# START OF Exercise material

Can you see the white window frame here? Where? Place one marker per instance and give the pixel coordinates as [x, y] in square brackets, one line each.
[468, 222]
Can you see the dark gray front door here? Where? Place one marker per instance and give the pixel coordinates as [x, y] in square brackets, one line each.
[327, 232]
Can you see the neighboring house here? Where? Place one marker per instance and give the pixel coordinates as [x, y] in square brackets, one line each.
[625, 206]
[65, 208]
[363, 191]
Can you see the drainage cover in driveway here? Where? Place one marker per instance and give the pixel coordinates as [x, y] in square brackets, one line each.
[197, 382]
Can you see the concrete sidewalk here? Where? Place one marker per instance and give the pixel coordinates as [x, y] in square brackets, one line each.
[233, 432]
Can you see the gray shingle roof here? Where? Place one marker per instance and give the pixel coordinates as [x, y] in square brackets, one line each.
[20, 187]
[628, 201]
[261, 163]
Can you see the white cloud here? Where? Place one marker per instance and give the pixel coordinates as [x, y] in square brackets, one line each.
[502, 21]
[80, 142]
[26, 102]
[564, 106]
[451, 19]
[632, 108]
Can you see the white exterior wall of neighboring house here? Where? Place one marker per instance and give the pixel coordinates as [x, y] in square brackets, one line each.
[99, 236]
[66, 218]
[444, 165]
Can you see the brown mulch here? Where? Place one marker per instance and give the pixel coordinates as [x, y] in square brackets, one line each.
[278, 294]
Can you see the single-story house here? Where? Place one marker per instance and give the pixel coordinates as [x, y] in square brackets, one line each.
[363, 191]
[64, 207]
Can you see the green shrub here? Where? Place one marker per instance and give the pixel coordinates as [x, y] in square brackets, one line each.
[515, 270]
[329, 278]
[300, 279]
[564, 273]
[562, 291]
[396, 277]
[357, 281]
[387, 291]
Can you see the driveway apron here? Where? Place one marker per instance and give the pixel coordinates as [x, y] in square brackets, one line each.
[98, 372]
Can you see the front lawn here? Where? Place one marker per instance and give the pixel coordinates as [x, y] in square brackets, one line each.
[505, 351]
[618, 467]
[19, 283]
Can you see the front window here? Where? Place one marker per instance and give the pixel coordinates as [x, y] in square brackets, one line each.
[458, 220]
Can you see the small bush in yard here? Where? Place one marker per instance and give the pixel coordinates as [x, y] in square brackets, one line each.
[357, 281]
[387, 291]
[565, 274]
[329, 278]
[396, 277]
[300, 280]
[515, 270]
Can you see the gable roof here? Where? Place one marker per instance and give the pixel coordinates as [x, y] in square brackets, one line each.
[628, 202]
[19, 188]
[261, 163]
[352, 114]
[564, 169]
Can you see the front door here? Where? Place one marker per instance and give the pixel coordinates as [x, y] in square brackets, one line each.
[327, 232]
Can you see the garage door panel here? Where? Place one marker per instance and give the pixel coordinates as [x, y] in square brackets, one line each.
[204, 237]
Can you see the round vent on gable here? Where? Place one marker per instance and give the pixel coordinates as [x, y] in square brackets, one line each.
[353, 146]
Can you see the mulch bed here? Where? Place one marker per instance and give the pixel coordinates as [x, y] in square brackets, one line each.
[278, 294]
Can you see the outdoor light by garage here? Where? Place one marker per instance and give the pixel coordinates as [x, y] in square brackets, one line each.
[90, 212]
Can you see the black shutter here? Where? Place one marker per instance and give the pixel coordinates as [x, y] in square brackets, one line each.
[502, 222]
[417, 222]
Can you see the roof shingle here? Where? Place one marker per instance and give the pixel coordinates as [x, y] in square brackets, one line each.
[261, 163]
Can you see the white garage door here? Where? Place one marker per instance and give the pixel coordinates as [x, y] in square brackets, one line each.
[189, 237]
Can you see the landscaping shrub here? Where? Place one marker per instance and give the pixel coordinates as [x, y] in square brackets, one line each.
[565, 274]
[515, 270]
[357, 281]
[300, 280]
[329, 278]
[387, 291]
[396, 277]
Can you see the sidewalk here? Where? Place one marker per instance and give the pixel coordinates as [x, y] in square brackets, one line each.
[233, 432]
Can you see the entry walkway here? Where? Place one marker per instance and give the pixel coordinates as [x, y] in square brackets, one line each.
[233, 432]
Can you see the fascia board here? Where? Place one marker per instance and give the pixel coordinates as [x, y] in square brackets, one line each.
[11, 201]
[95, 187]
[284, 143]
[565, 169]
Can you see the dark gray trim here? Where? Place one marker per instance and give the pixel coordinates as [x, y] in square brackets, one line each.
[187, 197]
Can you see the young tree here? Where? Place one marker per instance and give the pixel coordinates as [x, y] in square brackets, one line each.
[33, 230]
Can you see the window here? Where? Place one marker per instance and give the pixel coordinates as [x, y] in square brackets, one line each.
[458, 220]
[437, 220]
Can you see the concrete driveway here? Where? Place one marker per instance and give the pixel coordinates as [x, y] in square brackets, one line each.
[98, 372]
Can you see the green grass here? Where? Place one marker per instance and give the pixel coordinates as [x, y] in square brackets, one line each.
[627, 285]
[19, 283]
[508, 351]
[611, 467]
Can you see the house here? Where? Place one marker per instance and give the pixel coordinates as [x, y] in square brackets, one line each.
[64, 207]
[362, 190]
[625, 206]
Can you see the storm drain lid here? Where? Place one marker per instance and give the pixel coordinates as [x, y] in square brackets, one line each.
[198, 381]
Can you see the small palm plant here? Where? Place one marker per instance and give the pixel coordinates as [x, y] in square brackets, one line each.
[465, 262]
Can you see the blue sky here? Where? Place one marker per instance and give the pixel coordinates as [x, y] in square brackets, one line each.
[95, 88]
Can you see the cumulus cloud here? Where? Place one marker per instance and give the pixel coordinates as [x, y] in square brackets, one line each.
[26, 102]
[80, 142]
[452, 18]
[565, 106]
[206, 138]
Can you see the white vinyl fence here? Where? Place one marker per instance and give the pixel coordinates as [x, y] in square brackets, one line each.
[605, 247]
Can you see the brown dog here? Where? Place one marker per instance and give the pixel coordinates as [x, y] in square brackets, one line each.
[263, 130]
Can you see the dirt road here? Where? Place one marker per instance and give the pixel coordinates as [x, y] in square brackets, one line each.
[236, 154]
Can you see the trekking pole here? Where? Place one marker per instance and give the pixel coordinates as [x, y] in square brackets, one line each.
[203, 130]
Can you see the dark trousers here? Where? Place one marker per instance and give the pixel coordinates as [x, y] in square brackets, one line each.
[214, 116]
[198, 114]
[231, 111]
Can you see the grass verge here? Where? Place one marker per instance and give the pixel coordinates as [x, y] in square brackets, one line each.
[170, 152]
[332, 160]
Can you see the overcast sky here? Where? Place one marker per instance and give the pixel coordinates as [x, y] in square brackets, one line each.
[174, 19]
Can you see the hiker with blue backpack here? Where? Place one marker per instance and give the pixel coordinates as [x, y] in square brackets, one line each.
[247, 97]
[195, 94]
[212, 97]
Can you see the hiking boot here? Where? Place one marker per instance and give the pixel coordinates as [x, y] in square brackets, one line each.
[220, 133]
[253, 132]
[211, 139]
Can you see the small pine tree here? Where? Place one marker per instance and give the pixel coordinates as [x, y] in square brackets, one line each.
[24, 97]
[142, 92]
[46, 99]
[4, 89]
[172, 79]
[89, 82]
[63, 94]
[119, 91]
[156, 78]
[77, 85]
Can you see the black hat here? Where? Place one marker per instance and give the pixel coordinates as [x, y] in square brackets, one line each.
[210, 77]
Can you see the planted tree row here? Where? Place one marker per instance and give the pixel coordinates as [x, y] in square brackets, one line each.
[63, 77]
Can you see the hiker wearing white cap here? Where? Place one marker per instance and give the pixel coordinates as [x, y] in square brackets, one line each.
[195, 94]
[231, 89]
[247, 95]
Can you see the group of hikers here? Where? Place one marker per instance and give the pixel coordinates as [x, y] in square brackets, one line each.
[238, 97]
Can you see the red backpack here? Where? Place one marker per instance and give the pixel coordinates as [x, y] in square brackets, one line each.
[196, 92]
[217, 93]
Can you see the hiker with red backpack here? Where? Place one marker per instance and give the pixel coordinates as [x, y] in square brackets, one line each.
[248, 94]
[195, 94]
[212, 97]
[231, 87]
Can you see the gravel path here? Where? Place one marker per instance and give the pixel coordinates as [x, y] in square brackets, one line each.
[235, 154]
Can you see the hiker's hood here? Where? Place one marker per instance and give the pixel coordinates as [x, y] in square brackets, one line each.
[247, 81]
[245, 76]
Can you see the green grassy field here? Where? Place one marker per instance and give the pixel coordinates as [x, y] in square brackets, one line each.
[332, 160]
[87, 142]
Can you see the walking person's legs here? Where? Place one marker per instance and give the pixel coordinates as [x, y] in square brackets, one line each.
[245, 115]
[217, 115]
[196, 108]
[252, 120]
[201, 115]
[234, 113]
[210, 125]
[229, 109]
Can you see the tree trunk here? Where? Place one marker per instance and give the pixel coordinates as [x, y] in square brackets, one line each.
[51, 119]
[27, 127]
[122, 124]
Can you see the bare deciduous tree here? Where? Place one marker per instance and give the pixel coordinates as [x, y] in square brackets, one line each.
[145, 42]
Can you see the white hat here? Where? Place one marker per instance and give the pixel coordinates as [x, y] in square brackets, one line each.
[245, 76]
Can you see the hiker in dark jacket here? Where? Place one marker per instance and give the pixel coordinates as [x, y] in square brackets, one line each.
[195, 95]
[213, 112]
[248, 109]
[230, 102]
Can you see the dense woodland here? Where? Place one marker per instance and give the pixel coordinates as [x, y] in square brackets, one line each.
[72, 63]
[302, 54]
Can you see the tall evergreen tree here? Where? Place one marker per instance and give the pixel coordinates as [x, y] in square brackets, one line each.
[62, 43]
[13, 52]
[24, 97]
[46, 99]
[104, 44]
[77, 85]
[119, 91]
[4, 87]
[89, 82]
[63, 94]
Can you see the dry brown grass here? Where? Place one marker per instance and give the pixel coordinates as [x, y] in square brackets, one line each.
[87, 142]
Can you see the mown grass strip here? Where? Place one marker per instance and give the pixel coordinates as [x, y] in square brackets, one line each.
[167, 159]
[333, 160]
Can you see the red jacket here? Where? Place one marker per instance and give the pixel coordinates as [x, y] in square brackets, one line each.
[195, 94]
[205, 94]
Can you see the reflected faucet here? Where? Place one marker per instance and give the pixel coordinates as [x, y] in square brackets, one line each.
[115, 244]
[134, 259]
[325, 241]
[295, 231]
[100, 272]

# END OF Exercise material

## What to do
Repeat exactly the lines from the line containing "Can you see the dry" through the end of the listing above; both boundary lines are part of the output.

## Result of this task
Can you see the dry brown grass here? Where? Place one marker per instance and give the pixel coordinates as [x, y] in square brackets, one line each.
[87, 142]
Can you see the mown grass strip here? Where? Place one marker per instance and give the pixel coordinates as [x, y] in square brackets, one line each.
[167, 159]
[333, 160]
Can you see the red jacket here? Where? Place one marker per instance and give the pixel coordinates as [x, y] in square brackets, one line each.
[195, 94]
[205, 94]
Can you see the reflected faucet here? Where? Place one marker per instance and give the pixel coordinates as [x, y] in square brackets, one line each.
[115, 244]
[134, 259]
[325, 241]
[295, 231]
[100, 272]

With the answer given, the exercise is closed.